Goal 1
Repeat the EJB mailing-list reply below word for word, in full.

Provided text
# # #

Tim Pedone wrote:

> I'm fairly new to EJB and have been reading the archives to help jump
> start my journey.  I came across an interesting thread that I had
> a couple of more questions on.  In particular, the post from Ian
> McCallion regarding a proposed "strategy" for using EJB:

> >Here's a proposed "strategy" in outline:

> >2. overlay it[your DOM] with "components", Components are
coarse-grained,
> >independently deployable, distributable locales for application code and
> >will correspont to EJBs when we come to write the actual code.

> By saying "application code" (and later in the post "some logic can
be...on
> the server...some on the client) are you referring to Session Beans?

No, my original post was erroneous. I should have said:

   "... and some components will correspond to
    Entity Beans when we come to write the
    actual code."

Other components (of course) will correspond to other runtime constructs,
for example session beans, servlets, applets, "fat" clients or scripts for
Voice response unit and call centres.

# # #

The records
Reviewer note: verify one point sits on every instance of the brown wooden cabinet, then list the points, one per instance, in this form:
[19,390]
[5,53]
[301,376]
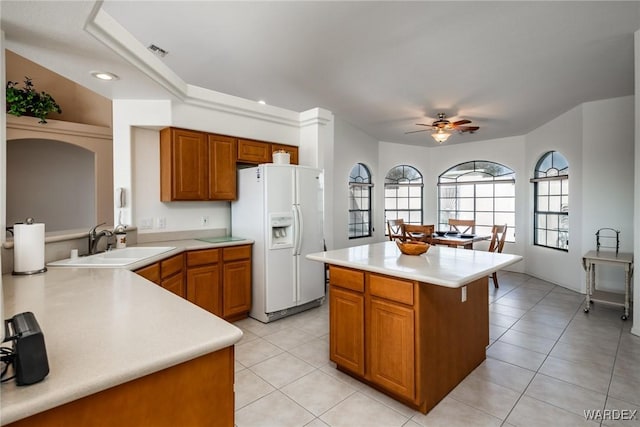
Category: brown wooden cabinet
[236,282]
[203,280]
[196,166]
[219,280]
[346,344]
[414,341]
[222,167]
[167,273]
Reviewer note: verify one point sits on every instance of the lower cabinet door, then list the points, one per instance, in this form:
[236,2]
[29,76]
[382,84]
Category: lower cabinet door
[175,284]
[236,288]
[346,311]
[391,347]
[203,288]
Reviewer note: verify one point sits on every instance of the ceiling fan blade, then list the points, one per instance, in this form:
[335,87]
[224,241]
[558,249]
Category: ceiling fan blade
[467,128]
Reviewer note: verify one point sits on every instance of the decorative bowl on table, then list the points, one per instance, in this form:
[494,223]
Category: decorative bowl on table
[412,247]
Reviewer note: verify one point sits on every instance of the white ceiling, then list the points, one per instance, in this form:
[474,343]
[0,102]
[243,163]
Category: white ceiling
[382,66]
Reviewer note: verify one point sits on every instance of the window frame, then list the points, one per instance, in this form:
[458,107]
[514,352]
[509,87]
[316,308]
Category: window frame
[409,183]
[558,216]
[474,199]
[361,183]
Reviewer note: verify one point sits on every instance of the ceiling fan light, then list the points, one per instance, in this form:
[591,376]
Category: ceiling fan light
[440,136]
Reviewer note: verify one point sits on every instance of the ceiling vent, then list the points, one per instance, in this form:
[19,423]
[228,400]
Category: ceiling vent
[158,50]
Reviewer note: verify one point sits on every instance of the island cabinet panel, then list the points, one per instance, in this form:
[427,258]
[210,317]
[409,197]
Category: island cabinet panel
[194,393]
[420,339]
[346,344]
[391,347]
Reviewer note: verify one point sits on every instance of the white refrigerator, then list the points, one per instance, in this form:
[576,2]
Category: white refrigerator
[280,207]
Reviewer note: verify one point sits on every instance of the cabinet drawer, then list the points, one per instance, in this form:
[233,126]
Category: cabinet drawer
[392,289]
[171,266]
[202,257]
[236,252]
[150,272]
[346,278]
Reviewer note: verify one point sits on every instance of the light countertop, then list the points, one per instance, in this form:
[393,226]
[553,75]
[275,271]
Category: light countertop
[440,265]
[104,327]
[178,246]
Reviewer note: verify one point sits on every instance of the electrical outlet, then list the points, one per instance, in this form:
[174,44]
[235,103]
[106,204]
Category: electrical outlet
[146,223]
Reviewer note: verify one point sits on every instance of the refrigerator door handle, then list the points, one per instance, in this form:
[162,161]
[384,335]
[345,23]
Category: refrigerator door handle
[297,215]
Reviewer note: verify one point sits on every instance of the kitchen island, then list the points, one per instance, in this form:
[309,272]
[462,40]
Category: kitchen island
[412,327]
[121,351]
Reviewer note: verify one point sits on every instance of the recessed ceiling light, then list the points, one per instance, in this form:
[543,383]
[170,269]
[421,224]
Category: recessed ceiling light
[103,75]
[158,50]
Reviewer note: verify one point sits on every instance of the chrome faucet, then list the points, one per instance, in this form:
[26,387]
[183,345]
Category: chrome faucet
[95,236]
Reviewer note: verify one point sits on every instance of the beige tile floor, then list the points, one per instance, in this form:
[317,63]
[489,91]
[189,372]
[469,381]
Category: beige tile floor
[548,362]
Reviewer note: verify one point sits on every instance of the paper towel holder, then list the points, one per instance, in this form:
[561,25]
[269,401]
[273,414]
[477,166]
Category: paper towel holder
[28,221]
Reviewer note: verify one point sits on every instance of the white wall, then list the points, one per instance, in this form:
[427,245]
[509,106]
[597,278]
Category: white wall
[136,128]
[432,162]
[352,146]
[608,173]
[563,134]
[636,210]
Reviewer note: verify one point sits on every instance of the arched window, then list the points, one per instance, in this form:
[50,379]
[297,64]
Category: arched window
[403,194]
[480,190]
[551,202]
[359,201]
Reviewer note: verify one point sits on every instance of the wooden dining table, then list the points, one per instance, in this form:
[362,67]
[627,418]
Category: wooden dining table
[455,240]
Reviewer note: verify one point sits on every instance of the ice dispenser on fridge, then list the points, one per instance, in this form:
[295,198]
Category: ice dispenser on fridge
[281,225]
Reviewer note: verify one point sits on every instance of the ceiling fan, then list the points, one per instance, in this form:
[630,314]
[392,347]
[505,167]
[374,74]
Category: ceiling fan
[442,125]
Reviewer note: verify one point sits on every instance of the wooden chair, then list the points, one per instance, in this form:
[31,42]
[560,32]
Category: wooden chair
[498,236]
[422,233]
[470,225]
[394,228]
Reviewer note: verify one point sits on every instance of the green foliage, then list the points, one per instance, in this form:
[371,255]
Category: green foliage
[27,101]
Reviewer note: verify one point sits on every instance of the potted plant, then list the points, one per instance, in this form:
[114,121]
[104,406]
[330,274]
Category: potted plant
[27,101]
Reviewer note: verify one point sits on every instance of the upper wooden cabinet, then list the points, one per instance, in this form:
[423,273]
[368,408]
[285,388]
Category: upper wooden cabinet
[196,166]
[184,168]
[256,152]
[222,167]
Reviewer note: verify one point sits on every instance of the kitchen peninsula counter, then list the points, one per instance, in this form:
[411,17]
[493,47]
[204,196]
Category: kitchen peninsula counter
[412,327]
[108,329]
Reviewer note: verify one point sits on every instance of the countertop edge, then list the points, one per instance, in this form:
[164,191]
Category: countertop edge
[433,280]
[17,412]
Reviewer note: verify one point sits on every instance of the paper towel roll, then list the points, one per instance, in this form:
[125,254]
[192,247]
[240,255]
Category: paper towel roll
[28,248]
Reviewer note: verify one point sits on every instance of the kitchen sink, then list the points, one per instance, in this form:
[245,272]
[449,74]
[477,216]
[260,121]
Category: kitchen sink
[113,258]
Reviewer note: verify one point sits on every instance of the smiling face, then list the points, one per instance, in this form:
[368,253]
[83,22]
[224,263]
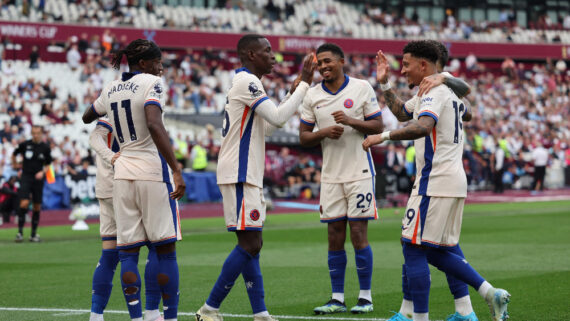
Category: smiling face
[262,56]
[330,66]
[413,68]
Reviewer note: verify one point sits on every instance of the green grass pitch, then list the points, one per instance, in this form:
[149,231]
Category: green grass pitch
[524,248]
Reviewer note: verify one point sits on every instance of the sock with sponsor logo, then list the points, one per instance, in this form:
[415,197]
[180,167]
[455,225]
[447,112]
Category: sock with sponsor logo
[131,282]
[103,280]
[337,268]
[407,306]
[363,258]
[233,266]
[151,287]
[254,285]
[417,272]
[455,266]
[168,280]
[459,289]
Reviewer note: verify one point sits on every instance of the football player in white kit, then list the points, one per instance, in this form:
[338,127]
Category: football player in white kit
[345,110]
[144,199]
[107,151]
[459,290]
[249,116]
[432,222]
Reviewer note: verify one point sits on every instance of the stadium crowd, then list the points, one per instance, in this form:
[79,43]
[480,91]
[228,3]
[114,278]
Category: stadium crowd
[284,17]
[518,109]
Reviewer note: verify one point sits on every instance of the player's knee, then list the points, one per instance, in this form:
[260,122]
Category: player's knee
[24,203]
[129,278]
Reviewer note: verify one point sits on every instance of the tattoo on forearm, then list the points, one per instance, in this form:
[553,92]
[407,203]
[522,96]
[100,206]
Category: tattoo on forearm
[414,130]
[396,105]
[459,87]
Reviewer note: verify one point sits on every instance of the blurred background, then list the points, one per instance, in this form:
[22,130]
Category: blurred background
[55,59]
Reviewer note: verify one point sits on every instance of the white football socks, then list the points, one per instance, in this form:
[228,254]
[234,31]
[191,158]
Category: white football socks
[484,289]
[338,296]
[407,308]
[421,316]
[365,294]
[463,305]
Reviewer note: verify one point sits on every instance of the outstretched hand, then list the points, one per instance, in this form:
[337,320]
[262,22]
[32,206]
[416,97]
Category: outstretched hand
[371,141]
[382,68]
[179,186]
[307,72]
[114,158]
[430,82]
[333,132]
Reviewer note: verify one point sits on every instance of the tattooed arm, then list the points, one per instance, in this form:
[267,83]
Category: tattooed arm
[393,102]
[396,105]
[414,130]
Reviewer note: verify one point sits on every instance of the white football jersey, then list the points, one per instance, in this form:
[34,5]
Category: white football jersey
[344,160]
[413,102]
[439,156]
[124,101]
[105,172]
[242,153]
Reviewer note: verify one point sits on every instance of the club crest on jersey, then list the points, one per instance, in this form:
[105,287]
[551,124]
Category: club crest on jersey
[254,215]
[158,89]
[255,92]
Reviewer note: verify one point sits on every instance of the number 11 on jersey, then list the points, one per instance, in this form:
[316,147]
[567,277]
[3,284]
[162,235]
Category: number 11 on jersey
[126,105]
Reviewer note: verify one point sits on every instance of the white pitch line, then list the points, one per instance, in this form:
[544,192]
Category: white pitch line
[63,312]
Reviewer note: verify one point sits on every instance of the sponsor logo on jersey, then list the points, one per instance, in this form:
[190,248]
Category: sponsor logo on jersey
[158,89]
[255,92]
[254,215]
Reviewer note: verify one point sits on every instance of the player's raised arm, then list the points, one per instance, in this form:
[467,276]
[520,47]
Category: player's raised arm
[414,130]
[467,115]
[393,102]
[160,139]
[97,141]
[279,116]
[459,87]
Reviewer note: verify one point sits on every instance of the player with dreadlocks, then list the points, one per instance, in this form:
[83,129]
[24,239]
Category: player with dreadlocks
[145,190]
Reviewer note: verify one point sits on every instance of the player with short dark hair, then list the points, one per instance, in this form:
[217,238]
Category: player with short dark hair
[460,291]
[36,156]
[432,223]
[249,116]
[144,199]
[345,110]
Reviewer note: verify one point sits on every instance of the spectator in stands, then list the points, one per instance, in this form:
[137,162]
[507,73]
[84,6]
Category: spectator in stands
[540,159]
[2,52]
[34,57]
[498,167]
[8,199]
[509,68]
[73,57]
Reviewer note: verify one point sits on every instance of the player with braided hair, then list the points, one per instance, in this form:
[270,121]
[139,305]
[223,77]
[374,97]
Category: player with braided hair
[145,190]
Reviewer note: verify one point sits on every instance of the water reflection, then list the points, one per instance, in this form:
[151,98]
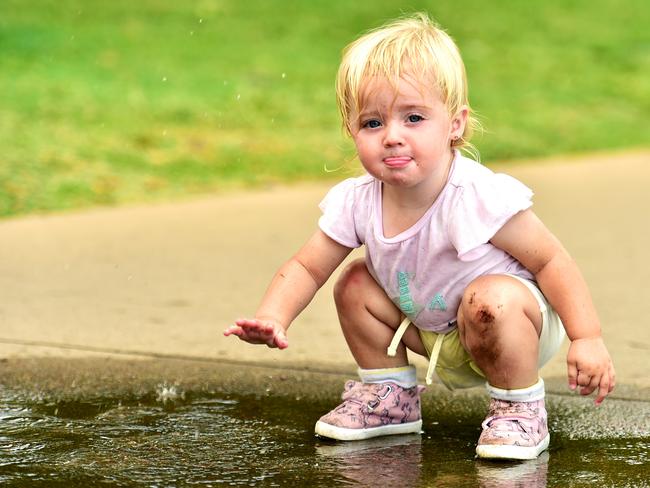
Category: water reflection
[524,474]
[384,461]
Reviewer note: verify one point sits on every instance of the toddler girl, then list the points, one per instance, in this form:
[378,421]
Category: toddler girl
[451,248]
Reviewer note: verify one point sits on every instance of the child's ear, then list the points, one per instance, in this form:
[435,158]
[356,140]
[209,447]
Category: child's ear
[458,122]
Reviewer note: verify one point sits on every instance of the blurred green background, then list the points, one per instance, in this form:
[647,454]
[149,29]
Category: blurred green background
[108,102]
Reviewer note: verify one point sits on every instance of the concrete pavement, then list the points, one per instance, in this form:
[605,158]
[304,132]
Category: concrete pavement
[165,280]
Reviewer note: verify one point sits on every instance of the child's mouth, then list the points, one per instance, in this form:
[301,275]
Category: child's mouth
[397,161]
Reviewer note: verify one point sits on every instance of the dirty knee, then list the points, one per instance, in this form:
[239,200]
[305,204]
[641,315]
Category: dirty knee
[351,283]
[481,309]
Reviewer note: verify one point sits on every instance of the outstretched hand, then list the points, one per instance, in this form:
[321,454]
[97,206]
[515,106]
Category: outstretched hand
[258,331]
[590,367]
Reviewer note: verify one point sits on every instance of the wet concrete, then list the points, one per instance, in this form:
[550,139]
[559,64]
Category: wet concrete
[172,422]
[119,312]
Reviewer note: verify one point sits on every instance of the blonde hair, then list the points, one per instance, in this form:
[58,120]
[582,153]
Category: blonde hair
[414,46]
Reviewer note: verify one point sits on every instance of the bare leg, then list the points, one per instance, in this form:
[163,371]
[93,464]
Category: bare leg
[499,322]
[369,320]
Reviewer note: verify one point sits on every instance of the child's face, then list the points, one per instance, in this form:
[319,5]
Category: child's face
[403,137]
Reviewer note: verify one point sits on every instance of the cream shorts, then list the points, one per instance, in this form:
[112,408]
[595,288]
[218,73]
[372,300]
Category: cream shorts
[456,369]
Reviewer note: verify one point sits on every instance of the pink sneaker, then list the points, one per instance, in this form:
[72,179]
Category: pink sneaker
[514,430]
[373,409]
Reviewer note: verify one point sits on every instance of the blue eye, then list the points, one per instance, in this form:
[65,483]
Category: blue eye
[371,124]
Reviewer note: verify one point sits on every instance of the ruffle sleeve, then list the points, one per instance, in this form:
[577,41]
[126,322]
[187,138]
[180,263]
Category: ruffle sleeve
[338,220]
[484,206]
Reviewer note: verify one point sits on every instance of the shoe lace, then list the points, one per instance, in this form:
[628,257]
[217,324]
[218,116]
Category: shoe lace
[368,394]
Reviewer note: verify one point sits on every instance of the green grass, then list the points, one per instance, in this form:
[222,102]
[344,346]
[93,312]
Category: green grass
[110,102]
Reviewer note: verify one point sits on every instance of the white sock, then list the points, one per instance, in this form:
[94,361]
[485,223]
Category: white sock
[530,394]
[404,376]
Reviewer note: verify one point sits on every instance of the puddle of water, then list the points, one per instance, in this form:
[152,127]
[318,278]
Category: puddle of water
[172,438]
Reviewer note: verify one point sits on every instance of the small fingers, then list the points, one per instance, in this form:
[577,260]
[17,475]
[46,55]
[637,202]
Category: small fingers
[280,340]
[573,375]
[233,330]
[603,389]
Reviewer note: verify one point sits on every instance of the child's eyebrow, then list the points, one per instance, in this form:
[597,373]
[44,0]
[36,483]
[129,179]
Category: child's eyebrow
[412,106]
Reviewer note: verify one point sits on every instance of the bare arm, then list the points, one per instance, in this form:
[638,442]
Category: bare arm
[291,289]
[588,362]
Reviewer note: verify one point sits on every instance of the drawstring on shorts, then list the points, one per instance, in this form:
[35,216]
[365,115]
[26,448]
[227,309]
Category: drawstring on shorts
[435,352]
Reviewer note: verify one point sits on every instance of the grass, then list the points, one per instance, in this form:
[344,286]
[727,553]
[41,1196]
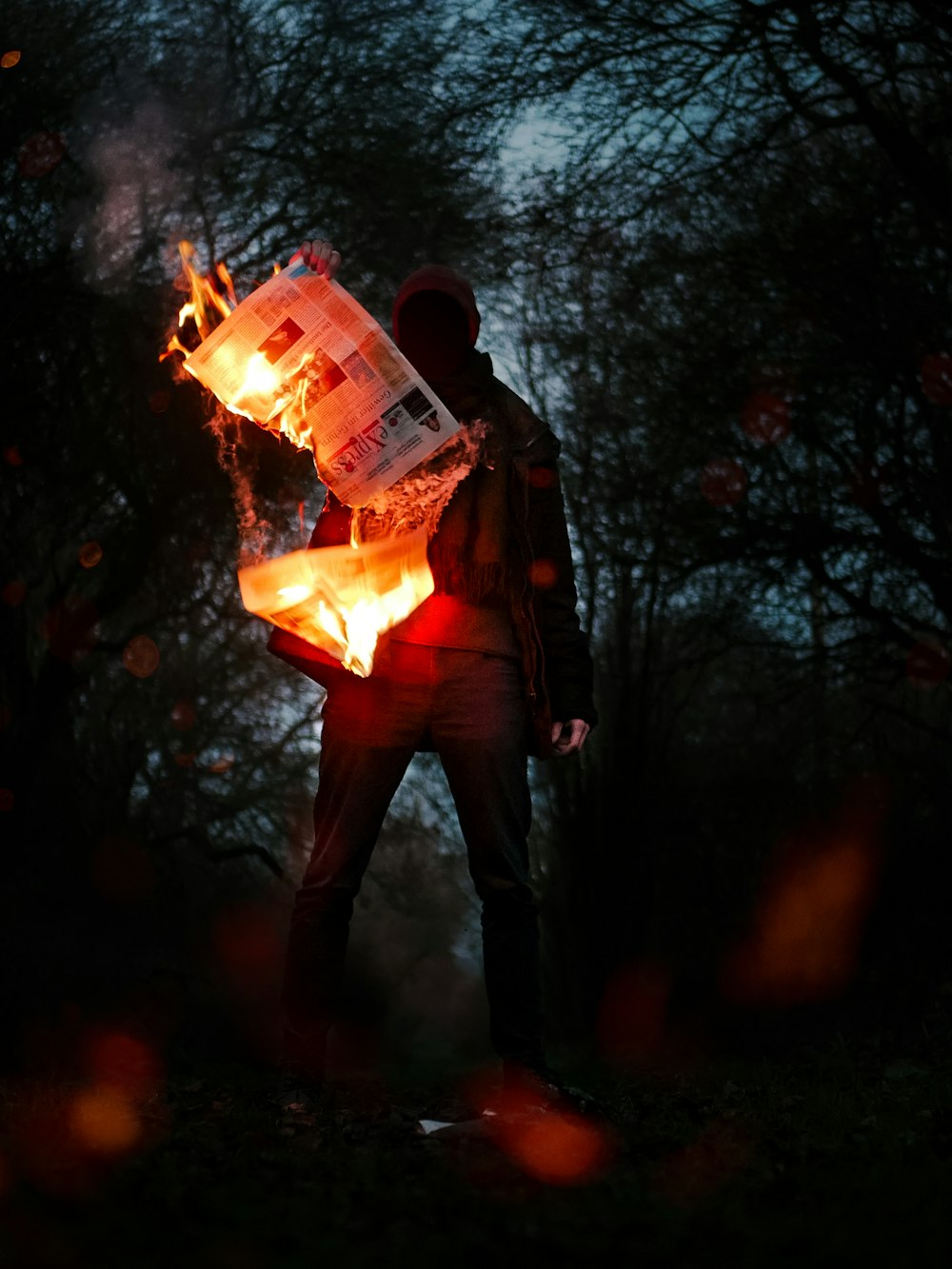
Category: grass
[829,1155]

# # #

Goal 2
List every line in the records above that contains the string "countertop".

Correct result 1
Tim Pedone wrote:

> I'm fairly new to EJB and have been reading the archives to help jump
> start my journey.  I came across an interesting thread that I had
> a couple of more questions on.  In particular, the post from Ian
> McCallion regarding a proposed "strategy" for using EJB:

> >Here's a proposed "strategy" in outline:

> >2. overlay it[your DOM] with "components", Components are
coarse-grained,
> >independently deployable, distributable locales for application code and
> >will correspont to EJBs when we come to write the actual code.

> By saying "application code" (and later in the post "some logic can
be...on
> the server...some on the client) are you referring to Session Beans?

No, my original post was erroneous. I should have said:

   "... and some components will correspond to
    Entity Beans when we come to write the
    actual code."

Other components (of course) will correspond to other runtime constructs,
for example session beans, servlets, applets, "fat" clients or scripts for
Voice response unit and call centres.

Correct result 2
Reviewer note: verify one point sits on every instance of the light countertop, then list the points, one per instance, in this form:
Category: light countertop
Reviewer note: verify one point sits on every instance of the countertop edge, then list the points, one per instance, in this form:
Category: countertop edge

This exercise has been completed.